과제 1
아래 기록에서 "Query: green grass"이 들어 있는 줄부터 기록의 맨 끝 줄까지, 양 끝 줄을 포함해 한 글자도 바꾸지 말고 옮겨 적어 주세요.

[Kaggle] Riiid dataset 이해 : prior_question_elapsed

대회 main 페이지

학습로그를 보고 문제를 맞출지를 예측하는 대회이다.

prior_question_elapsed_time과 prior_question_had_explanation이라는 열이 잘 이해가 되지 않아서 이 글을 쓰게 되었다.

Data discription

row_id: (int64) ID code for the row.
행 마다 순서대로 좌르르 붙혀지는 id
timestamp: (int64) the time in milliseconds between this user interaction and the first event completion from that user.
헷갈리는 부분의 시작이다. 이 discussion 에 따르면

이라고 하는데 그니까 문제를 제출한 클릭한 그 시간에 timestamp가 찍힌다.
user_id: (int32) ID code for the user.
그 문제를 풀고 있는 사용자의 id
사용자 한 명의 기록별로 나열되어 있다.
content_id: (int16) ID code for the user interaction
밑의 content_type_id가 0이면 문제에 대한 question_id를 담고 있는 것이고, content_type_id가 1이면 강의에 대한 lecture_id를 나타낸다. 각각은 question.csv파일과 lectures.csv에서 찾아서 더 깊은 정보와 연관지을 수 있다.
content_type_id: (int8) 0 if the event was a question being posed to the user, 1 if the event was the user watching a lecture.

분할 기록 발췌

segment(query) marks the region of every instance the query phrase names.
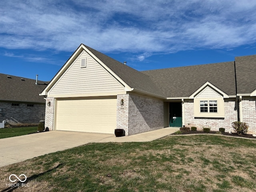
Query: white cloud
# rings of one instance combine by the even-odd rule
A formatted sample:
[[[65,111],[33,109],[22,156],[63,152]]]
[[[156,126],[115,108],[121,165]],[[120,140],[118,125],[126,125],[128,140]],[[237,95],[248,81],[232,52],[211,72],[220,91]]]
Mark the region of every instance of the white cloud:
[[[0,47],[105,52],[226,48],[255,42],[256,2],[0,2]]]

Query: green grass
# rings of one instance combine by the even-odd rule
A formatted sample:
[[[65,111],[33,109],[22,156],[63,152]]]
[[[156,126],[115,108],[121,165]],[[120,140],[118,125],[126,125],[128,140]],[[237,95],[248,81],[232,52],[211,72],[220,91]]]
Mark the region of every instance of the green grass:
[[[1,168],[0,191],[22,174],[25,192],[254,192],[255,152],[256,140],[210,135],[90,143]]]
[[[0,129],[0,139],[36,133],[37,127],[2,128]]]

과제 2
위 Riiid 데이터셋 설명 글을 마지막 문장 다음부터 이어 쓰세요.

과제 답변 1
Query: green grass
# rings of one instance combine by the even-odd rule
A formatted sample:
[[[65,111],[33,109],[22,156],[63,152]]]
[[[156,126],[115,108],[121,165]],[[120,140],[118,125],[126,125],[128,140]],[[237,95],[248,81],[232,52],[211,72],[220,91]]]
Mark the region of every instance of the green grass:
[[[1,168],[0,191],[22,174],[25,192],[254,192],[255,152],[256,140],[210,135],[90,143]]]
[[[0,129],[0,139],[36,133],[37,127],[2,128]]]

과제 답변 2
0이면 문제(question), 1이면 강의(lecture)를 나타낸다.
task_container_id: (int16) Id code for the batch of questions or lectures. For example, a user might see three questions in a row before seeing the explanations for any of them. Those three would all share a task_container_id.
bundle

이렇게 한 지문에 3개의 문제가 묶여 있는 경우, 그 묶음에 번호를 매긴 것.
ex) 149, 150, 151문제의 task_container_id는 모두 같다
묶여져 있지 않은 문제 각 문제가 하나의 문제인 것은 그냥 하나의 아이디를 차지한다.
이 아이디가 같으면 prior_question_elapsed_time가 전체 시간를 문제의 수로 나누기한 것이라서 같다.
ex) 149, 150, 151 을 푸는데 150초가 걸렸으면 모두 prior_question_elapsed_time가 150/3=50이다.
밑에서 다시 언급하겠지만 prior이기 때문에 이 50 이라는 값은 다음 행들로 넘어간다고 나는 예상한다.
user_answer: (int8) the user's answer to the question, if any. Read -1 as null, for lectures.
A -> 0
B -> 1
C -> 2
D -> 3
문제가 아니라서 답이 생성되지 않는 lecture의 경우(content_type_id가 1일 경우) -> -1
answered_correctly: (int8) if the user responded correctly. Read -1 as null, for lectures.
0 : 틀렸다
1 : 맞다
-1: 강의에 대한 row(content_type_id가 1일 경우)이면 –1이다.
prior_question_elapsed_time: (float32) The average time in milliseconds it took a user to answer each question in the previous question bundle, ignoring any lectures in between. Is null for a user's first question bundle or lecture. Note that the time is the average time a user took to solve each question in the previous bundle.
이 글을 쓰게 된 계기.
엄청나게 헷갈린다
바로 전에 풀었던 문제 묶음(ex 3개가 한 묶음)을 풀었을 때, 한 문제당 걸린 평균시간이다. 위에서 설명했던 것 처럼 묶여져 있기 때문에 평균시간으로 밖에 측정되지 않는다.

내가 이해한 바로는
이렇게 되는 것으로 이해했다.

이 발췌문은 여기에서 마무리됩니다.